### Given request:
Reproduce verbatim the rows below, from the line containing "Can you see the wrist" down to the line containing "column 152, row 87", including both of those lines.

### Exercise material:

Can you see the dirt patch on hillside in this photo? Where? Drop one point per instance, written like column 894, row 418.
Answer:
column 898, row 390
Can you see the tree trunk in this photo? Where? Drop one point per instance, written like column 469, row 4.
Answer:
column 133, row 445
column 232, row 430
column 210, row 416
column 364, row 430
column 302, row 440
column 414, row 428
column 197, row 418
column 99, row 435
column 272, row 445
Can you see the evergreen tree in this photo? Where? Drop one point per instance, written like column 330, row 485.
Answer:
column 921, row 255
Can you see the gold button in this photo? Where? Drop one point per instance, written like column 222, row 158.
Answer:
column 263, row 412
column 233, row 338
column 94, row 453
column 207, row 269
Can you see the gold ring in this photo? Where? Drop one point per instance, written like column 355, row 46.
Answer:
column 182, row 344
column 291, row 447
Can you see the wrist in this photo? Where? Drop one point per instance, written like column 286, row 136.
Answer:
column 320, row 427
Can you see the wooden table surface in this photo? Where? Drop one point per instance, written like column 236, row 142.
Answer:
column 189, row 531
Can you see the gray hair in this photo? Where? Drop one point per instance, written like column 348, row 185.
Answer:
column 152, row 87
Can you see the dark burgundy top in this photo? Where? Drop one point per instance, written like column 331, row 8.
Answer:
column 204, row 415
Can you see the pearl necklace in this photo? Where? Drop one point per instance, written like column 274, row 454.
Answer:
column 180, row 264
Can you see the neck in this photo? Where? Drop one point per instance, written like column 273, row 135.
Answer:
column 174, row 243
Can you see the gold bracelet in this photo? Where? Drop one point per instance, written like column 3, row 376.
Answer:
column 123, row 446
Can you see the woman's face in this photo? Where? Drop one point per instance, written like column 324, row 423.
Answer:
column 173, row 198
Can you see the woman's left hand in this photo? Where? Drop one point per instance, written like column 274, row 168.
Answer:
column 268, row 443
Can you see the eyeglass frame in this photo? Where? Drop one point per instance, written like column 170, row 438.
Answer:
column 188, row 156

### Answer for this exercise:
Can you see the wrist in this photo? Where? Drop one point per instance, written like column 286, row 136.
Answer:
column 320, row 427
Can you see the wooden table surface in this photo? Where? Drop one point per instance, written like column 236, row 142.
Answer:
column 189, row 531
Can you see the gray hair in this photo? Where? Drop one point per instance, written like column 348, row 185.
Answer:
column 152, row 87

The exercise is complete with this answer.